Entries with bounding box annotations:
######
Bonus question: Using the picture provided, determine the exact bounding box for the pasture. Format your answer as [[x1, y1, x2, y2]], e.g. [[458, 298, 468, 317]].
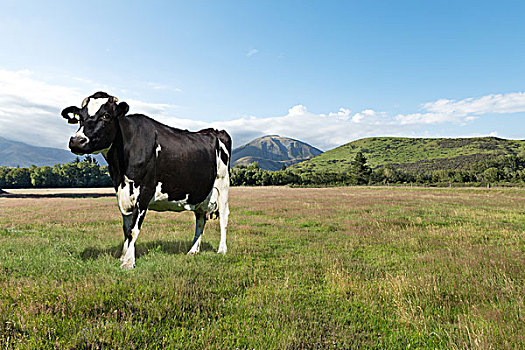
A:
[[0, 187, 525, 349]]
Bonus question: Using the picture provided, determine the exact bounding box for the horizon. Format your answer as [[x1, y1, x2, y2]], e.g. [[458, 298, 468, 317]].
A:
[[0, 1, 525, 151]]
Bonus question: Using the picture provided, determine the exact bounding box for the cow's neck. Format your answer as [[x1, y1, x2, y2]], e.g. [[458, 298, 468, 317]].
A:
[[103, 121, 125, 189]]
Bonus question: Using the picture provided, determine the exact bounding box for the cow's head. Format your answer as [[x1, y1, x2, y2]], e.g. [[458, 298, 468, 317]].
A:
[[62, 91, 129, 154]]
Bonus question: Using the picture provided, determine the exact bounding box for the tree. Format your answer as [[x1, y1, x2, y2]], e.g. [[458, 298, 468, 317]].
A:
[[348, 151, 372, 185]]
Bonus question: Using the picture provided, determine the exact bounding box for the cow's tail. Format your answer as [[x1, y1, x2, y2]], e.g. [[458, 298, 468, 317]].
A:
[[217, 130, 232, 169]]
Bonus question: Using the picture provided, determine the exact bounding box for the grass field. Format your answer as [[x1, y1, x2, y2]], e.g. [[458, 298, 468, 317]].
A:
[[0, 187, 525, 349]]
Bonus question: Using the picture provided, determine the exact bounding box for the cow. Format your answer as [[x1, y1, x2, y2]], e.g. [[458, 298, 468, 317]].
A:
[[62, 91, 231, 269]]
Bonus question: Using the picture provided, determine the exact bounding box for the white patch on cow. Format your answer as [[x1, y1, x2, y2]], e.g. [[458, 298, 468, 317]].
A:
[[87, 97, 109, 116], [117, 175, 140, 215], [213, 149, 230, 254], [73, 126, 89, 142], [67, 113, 80, 120], [92, 144, 113, 159], [120, 210, 146, 270], [219, 140, 230, 158]]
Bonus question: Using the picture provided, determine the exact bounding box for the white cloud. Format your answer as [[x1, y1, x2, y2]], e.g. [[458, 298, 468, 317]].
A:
[[395, 92, 525, 124], [0, 69, 525, 150], [0, 69, 174, 148], [246, 49, 259, 57]]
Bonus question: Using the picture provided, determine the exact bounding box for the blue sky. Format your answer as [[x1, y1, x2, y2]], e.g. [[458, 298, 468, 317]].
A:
[[0, 0, 525, 150]]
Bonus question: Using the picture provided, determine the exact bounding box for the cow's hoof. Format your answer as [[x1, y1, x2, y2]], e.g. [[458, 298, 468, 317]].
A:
[[120, 261, 135, 270]]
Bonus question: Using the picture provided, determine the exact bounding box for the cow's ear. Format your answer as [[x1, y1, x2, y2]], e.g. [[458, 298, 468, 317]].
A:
[[62, 106, 80, 124], [116, 102, 129, 117]]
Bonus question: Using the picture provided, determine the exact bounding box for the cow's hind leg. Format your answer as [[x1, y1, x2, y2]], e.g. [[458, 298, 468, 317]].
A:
[[217, 178, 230, 254], [188, 211, 206, 255], [120, 214, 133, 261], [120, 205, 146, 270]]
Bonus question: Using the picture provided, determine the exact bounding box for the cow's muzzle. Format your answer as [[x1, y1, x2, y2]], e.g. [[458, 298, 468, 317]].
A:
[[69, 136, 89, 154]]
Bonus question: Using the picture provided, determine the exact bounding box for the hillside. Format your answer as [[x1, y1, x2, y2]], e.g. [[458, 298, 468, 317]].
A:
[[0, 137, 105, 167], [291, 137, 525, 171], [232, 135, 322, 170]]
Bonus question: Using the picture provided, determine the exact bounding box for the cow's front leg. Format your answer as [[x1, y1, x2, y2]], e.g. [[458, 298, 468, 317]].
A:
[[188, 211, 206, 255], [120, 205, 146, 270], [120, 214, 133, 261]]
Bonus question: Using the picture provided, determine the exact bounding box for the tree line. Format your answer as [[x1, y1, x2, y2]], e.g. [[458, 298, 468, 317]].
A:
[[0, 152, 525, 189], [0, 156, 113, 188], [230, 152, 525, 186]]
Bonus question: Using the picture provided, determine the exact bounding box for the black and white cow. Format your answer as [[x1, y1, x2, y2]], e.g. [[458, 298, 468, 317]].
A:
[[62, 92, 231, 269]]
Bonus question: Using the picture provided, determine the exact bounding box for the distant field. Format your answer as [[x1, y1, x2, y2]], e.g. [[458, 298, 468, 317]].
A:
[[0, 187, 525, 349]]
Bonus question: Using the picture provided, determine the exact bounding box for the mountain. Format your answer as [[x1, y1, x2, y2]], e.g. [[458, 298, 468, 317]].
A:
[[0, 137, 106, 167], [291, 137, 525, 171], [232, 135, 322, 170]]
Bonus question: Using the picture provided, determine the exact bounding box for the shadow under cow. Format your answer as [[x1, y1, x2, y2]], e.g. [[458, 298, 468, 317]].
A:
[[80, 240, 214, 261]]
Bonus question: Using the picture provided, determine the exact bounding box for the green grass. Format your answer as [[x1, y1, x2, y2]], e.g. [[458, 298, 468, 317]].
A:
[[0, 187, 525, 349], [290, 137, 525, 171]]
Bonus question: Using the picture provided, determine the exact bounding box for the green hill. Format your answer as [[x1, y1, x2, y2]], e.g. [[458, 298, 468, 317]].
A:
[[290, 137, 525, 171]]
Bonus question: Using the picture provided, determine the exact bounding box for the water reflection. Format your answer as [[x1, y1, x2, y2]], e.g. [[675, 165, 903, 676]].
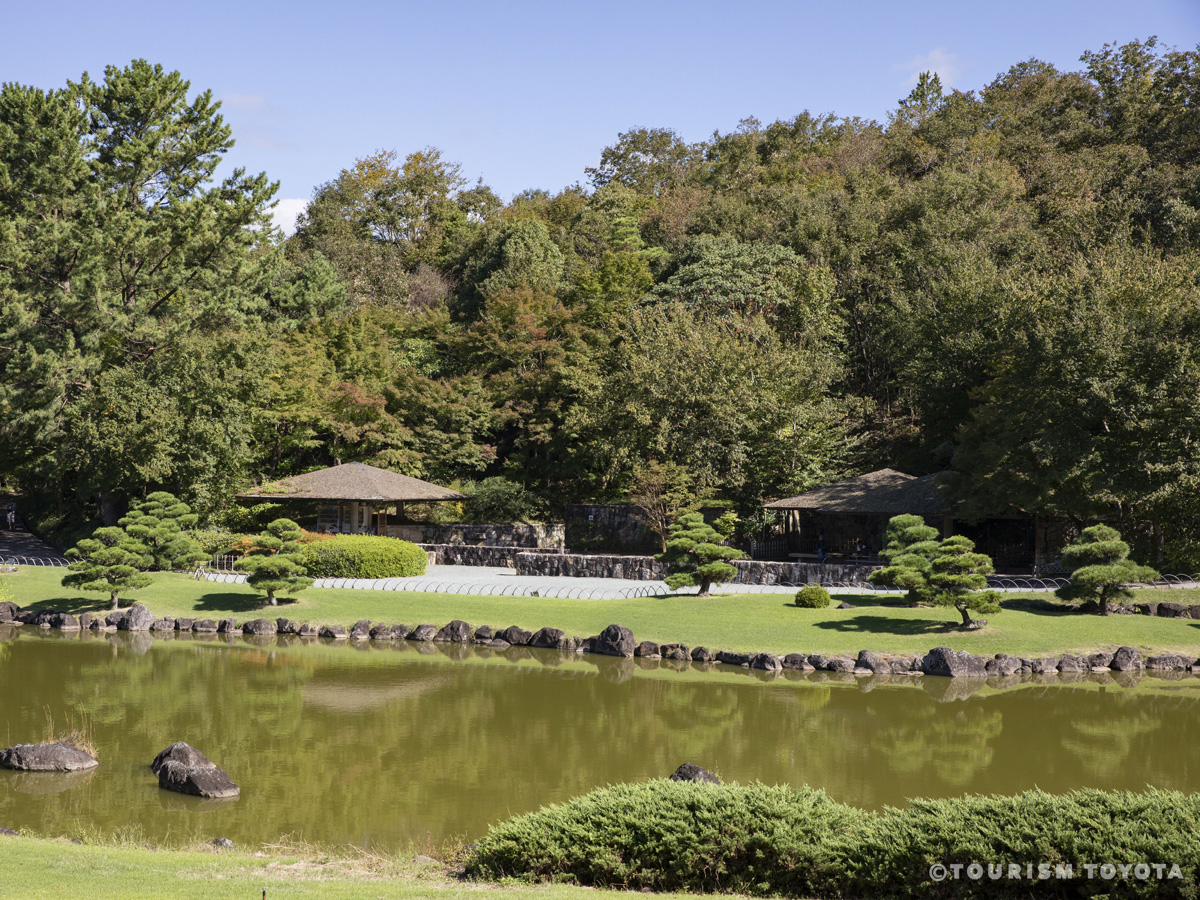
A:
[[0, 629, 1200, 848]]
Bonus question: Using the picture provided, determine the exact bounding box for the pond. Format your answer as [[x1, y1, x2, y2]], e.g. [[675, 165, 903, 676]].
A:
[[0, 628, 1200, 851]]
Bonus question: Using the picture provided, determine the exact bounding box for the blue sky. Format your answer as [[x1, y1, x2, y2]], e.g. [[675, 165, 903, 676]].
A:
[[0, 0, 1200, 234]]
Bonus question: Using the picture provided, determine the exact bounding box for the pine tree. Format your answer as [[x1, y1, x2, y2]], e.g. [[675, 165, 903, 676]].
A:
[[929, 534, 1000, 628], [1056, 526, 1158, 616], [62, 526, 154, 610], [234, 518, 312, 606], [118, 491, 208, 571], [868, 515, 938, 604], [655, 512, 742, 596]]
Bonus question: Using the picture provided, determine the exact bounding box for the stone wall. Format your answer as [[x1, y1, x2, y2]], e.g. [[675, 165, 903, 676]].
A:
[[388, 522, 566, 550], [514, 551, 876, 584]]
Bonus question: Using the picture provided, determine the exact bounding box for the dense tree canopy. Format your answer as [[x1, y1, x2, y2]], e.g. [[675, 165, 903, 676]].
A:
[[0, 38, 1200, 566]]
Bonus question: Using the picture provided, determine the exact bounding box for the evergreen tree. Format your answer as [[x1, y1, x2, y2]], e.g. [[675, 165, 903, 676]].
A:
[[1056, 526, 1158, 616], [118, 491, 208, 571], [929, 534, 1000, 628], [234, 518, 312, 606], [62, 526, 154, 610], [654, 512, 742, 596], [868, 515, 938, 604]]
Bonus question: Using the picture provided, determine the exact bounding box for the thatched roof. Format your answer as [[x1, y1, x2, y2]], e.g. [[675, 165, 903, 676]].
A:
[[767, 469, 949, 516], [238, 462, 467, 503]]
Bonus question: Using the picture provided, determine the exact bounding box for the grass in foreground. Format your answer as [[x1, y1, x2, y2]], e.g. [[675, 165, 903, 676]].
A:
[[0, 836, 676, 900], [0, 568, 1200, 658]]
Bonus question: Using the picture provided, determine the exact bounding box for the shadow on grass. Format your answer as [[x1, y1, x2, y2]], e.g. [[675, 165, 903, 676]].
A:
[[812, 616, 962, 635], [196, 593, 274, 612]]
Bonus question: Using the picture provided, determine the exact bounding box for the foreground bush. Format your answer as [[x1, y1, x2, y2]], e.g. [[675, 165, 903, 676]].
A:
[[468, 780, 1200, 900], [796, 584, 832, 610], [304, 534, 428, 578], [470, 780, 871, 896]]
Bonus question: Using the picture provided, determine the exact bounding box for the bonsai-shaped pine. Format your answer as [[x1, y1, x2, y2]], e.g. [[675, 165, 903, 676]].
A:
[[654, 512, 742, 596], [868, 515, 938, 604], [1055, 526, 1158, 616], [62, 526, 154, 610], [118, 491, 208, 571], [929, 534, 1000, 628], [234, 518, 312, 606]]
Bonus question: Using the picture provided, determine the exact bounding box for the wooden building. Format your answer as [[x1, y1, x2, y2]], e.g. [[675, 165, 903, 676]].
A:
[[238, 462, 467, 534]]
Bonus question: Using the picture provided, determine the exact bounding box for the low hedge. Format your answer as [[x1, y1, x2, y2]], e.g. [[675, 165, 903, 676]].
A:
[[468, 780, 1200, 900], [302, 534, 428, 578]]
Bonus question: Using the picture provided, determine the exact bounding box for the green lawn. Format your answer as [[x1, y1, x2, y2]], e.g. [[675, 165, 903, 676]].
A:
[[0, 568, 1200, 656], [0, 836, 670, 900]]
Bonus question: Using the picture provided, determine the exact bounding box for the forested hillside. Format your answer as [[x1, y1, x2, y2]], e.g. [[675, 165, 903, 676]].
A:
[[0, 40, 1200, 565]]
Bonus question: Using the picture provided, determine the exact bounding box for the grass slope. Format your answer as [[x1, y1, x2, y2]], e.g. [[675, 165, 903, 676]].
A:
[[0, 836, 667, 900], [0, 568, 1200, 658]]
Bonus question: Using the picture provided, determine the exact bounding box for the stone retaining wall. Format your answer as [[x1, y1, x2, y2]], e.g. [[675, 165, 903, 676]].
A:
[[514, 551, 876, 584]]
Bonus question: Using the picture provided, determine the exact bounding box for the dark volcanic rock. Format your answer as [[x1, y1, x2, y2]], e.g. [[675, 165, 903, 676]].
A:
[[920, 647, 988, 678], [716, 650, 752, 667], [1109, 647, 1142, 672], [529, 628, 575, 650], [659, 643, 691, 662], [433, 619, 470, 643], [497, 625, 533, 647], [750, 653, 784, 672], [150, 740, 241, 799], [854, 650, 892, 672], [0, 744, 100, 772], [50, 612, 82, 631], [634, 641, 662, 659], [671, 762, 721, 785], [592, 625, 637, 656], [408, 624, 438, 642]]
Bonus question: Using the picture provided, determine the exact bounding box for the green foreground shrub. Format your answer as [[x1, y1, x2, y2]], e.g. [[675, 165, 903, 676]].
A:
[[796, 584, 832, 610], [468, 780, 1200, 900], [304, 534, 428, 578]]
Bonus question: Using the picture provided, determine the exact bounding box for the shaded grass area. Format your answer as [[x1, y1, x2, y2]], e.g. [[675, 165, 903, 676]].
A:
[[0, 836, 667, 900], [0, 568, 1200, 656]]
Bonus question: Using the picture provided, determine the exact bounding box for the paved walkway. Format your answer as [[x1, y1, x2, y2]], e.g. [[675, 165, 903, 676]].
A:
[[0, 520, 66, 565]]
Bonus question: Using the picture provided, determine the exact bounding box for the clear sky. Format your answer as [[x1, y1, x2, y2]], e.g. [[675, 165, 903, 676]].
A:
[[0, 0, 1200, 232]]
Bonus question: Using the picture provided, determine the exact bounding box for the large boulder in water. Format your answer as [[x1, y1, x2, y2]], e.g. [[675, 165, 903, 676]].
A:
[[116, 604, 154, 631], [0, 744, 100, 772], [150, 740, 241, 799], [670, 762, 721, 785], [592, 625, 637, 656]]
######
● **AIM OF THE EXERCISE**:
Transcribe the lines of the entries above without any change, beginning at the line that contains "the white cloud." and continuing through the line that contains "[[62, 106, 80, 124], [116, 102, 129, 117]]", with both of those lines included.

● **RESPONSE BELOW**:
Bonus question: Using the picture provided, determine the exact bounding box for the white cloud. Format your answer as [[x1, y1, x2, y2]], e.g. [[458, 298, 468, 317]].
A:
[[395, 92, 525, 124], [0, 69, 525, 150], [0, 69, 174, 148], [246, 49, 259, 57]]
Bonus question: Using the picture provided, determine the exact bounding box for the blue sky. Format your answer as [[x1, y1, x2, y2]], e.g. [[458, 298, 468, 317]].
A:
[[0, 0, 525, 150]]
Bonus question: Using the picture provided, determine the exact bounding box for the cow's hoof. Format your answer as [[x1, y1, x2, y2]], e.g. [[458, 298, 468, 317]].
A:
[[120, 261, 135, 270]]
Bonus question: Using the picture provided, determine the exact bounding box for the cow's ear. Format your answer as [[x1, y1, x2, y2]], e.g. [[458, 298, 468, 317]].
A:
[[62, 106, 80, 124], [116, 102, 129, 117]]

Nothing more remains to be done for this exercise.